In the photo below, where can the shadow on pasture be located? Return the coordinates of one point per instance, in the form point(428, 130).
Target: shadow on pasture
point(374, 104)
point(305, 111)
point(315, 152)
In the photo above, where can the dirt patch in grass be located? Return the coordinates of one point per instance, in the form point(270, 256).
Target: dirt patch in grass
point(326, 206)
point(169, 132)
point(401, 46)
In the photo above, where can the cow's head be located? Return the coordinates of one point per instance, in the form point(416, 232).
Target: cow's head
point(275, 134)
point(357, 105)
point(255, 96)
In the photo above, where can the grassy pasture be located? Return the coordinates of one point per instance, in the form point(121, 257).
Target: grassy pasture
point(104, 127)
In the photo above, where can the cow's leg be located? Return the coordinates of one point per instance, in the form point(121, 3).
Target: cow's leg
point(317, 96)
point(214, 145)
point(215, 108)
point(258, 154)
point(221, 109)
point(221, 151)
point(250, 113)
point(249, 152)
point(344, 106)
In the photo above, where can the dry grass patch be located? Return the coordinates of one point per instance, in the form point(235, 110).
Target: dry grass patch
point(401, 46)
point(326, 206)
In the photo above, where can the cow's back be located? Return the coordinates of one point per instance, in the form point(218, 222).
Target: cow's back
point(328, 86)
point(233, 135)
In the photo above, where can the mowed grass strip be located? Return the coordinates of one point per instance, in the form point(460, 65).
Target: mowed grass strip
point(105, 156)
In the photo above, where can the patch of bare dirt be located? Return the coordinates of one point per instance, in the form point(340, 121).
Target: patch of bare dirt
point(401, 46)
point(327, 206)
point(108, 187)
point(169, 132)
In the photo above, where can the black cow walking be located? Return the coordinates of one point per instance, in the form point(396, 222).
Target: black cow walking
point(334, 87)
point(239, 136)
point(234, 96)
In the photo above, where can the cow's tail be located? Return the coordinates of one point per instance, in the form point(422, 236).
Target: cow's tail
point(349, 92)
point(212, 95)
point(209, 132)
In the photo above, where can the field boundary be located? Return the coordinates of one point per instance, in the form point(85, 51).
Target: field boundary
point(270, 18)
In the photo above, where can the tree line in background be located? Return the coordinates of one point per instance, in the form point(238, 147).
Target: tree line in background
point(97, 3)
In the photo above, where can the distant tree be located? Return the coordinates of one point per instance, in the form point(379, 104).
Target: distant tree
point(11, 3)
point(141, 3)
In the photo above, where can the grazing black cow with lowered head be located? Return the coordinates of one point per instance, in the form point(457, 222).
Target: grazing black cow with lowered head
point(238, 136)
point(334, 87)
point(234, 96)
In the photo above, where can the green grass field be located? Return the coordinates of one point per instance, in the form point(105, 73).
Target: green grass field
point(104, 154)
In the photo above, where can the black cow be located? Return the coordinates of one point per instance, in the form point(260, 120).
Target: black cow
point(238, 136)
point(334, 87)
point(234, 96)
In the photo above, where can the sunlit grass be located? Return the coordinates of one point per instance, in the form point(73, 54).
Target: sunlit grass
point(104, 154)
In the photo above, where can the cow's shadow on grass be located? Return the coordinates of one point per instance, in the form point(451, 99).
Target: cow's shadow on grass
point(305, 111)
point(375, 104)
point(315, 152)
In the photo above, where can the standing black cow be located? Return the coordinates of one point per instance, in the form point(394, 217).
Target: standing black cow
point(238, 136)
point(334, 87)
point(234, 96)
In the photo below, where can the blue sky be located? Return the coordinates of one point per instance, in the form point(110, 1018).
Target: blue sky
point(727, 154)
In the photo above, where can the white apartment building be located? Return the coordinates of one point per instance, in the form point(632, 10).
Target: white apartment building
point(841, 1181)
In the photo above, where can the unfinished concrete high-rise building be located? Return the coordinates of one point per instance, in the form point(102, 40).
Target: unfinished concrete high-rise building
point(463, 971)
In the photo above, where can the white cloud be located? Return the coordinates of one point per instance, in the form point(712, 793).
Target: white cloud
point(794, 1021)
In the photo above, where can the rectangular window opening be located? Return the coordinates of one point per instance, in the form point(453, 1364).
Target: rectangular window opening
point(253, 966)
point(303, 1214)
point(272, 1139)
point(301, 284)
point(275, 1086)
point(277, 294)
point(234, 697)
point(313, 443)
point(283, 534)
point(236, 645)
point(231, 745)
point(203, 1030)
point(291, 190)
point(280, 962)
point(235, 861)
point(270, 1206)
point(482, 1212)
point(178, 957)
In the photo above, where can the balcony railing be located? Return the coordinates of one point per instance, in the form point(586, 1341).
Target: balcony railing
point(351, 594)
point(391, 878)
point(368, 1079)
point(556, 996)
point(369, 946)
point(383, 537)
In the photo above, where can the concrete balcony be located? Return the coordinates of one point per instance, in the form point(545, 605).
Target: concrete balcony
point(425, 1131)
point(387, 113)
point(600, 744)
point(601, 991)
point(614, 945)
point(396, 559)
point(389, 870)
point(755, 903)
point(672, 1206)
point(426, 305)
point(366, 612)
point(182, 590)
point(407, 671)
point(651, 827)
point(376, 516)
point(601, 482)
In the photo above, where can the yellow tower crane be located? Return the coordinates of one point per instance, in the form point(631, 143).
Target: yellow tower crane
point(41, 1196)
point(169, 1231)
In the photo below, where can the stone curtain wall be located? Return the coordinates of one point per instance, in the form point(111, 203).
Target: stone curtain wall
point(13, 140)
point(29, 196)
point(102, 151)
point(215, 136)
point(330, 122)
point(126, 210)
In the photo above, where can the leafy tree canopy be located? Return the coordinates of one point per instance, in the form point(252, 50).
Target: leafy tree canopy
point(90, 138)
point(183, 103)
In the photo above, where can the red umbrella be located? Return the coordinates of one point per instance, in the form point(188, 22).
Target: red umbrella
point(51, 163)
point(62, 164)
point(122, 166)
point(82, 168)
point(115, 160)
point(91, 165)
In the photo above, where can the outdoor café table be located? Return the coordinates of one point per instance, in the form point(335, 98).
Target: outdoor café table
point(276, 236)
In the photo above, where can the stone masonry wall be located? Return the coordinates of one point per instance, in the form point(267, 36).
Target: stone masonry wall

········

Exercise instructions:
Extract every line of the records above and reproduce each one verbatim, in its original order.

Task solution:
In the photo below, where can the shadow on pasture be located? Return the coordinates of one point per instance, in the form point(428, 130).
Target: shadow on pasture
point(374, 104)
point(305, 111)
point(315, 152)
In the photo above, where can the dirt patch in grass be located? Return the coordinates of one point per instance, in the form point(270, 256).
Target: dirt patch in grass
point(326, 206)
point(169, 132)
point(401, 46)
In the photo above, where can the cow's head be located? Return the coordinates of one point per instance, in the form point(416, 232).
Target: cow's head
point(275, 134)
point(357, 105)
point(255, 96)
In the photo above, where can the grassy pasture be located? Return the coordinates of one point per instance, in the form point(121, 257).
Target: grassy pasture
point(104, 127)
In the photo above, where can the cow's leg be located? Return the coordinates of one point per instance, in the form point(121, 3).
Target: cow's leg
point(317, 96)
point(214, 145)
point(215, 108)
point(258, 154)
point(221, 109)
point(221, 151)
point(250, 113)
point(249, 152)
point(344, 106)
In the photo above, where can the dry grass patch be located? Return the coordinates of one point per instance, in the form point(235, 110).
Target: dry grass patch
point(401, 46)
point(326, 206)
In the photo above, where can the cow's back be located? Return the coordinates of one point per instance, in the form point(218, 222).
Target: cow's back
point(328, 86)
point(233, 135)
In the photo above, where can the mowed grass strip be located? Return the coordinates of one point per instance, in the form point(460, 65).
Target: mowed grass strip
point(105, 156)
In the photo above, where can the patch of bare dirt be located? Return the coordinates of one point per instance, in the form point(340, 121).
Target: patch of bare dirt
point(401, 46)
point(327, 206)
point(108, 187)
point(169, 132)
In the photo above, where can the black cow walking be located? Return the coordinates of one point per instance, in the form point(396, 222).
Target: black cow walking
point(334, 87)
point(239, 136)
point(234, 96)
In the photo above, where can the cow's tail be located? Return the coordinates of one point per instance, in the form point(422, 236).
Target: cow's tail
point(349, 92)
point(212, 95)
point(209, 132)
In the photo above, where can the field boundary be located? Return the coordinates of one point per instance, in the form point(85, 51).
Target: field boundary
point(270, 18)
In the photo above, where can the tree line in background be located? Return the coordinates of one point per instance, in the form point(238, 147).
Target: tree line in background
point(97, 3)
In the photo above, where can the distant tree be located? Return the coordinates of one point per instance, in the form point(379, 104).
Target: distant tree
point(11, 3)
point(141, 3)
In the photo above, where can the grazing black cow with lowered head be located? Return the coordinates of one point per instance, in the form point(457, 222).
Target: grazing black cow with lowered head
point(238, 136)
point(334, 87)
point(234, 96)
In the photo above, where can the green grass field be located? Return the coordinates of one point per instance, in the form point(105, 73).
Target: green grass field
point(104, 154)
In the photo above, where can the black cow be located? Return the coordinates of one point per instance, in the form point(260, 120).
Target: black cow
point(238, 136)
point(334, 87)
point(234, 96)
In the photo above, where can the sunlit grass be located? Return the coordinates of one point per instance, in the form point(73, 54).
Target: sunlit grass
point(104, 154)
In the photo above, where can the cow's shadow on grass be located? Return the coordinates of one point per instance, in the form point(451, 99).
Target: cow's shadow on grass
point(305, 111)
point(375, 104)
point(315, 152)
In the photo above, where can the standing black cow be located? Return the coordinates of one point per instance, in the form point(394, 217).
Target: standing black cow
point(238, 136)
point(334, 87)
point(234, 96)
In the photo below, where can the blue sky be located? Return the coordinates of one point per instance, in the form point(110, 1018).
Target: blue sky
point(727, 154)
In the photo above, where can the white apartment building be located? Return the coordinates of one point per instance, in the form point(632, 10).
Target: white apartment building
point(841, 1181)
In the photo above, where can the unfinished concrete high-rise building be located? Return the coordinates of one point per instance, in the form point(102, 40).
Target: unfinished concrete high-rise building
point(463, 971)
In the photo above, where can the white cloud be located? Return the coordinates of one point per instance, in the form point(712, 793).
Target: white cloud
point(794, 1021)
In the photo above, where can the rectangular window opening be located? Return the coordinates of one point per instance, in the form point(453, 1364).
Target: rectangular window opening
point(253, 966)
point(303, 1214)
point(272, 1139)
point(301, 284)
point(275, 1086)
point(277, 294)
point(234, 697)
point(313, 443)
point(283, 534)
point(236, 645)
point(231, 745)
point(203, 1030)
point(291, 190)
point(280, 962)
point(235, 861)
point(270, 1206)
point(482, 1212)
point(178, 957)
In the photo above, where can the balcony railing be located? Return the coordinates of one point per instance, in the form point(586, 1341).
Target: balcony railing
point(351, 594)
point(391, 878)
point(368, 1079)
point(556, 996)
point(369, 946)
point(383, 537)
In the photo above, where can the concrete balcony be located? Return the coordinates of one point per instance, in the form point(545, 605).
Target: concrete balcony
point(425, 1131)
point(387, 113)
point(600, 744)
point(601, 991)
point(614, 945)
point(396, 559)
point(389, 870)
point(755, 903)
point(672, 1206)
point(426, 305)
point(366, 612)
point(182, 590)
point(407, 671)
point(651, 827)
point(376, 516)
point(601, 482)
In the photo above, where can the yellow tower crane be located? Return the coordinates of one point per instance, in the form point(631, 143).
Target: yellow tower crane
point(41, 1196)
point(169, 1231)
In the photo below, where can the stone curtain wall be located? Return the coordinates of one point per instance, in the form point(111, 203).
Target: stone curtain wall
point(13, 140)
point(29, 196)
point(102, 151)
point(215, 136)
point(330, 122)
point(126, 210)
In the photo above, where can the leafy tree canopy be located? Return the coordinates of one point per instance, in the form point(252, 50).
Target: leafy tree canopy
point(90, 138)
point(183, 103)
In the photo above, where can the red umbrella be located? Return the coordinates of one point per instance, in the form point(188, 22).
Target: red umbrella
point(51, 163)
point(62, 164)
point(122, 166)
point(82, 168)
point(115, 160)
point(91, 165)
In the photo above, where can the outdoor café table be located? Return the coordinates of one point per instance, in the form point(335, 98).
Target: outdoor café table
point(276, 236)
In the photo above, where can the stone masonry wall be located? Return the coordinates of one point per instance, in the form point(267, 36).
Target: stone masonry wall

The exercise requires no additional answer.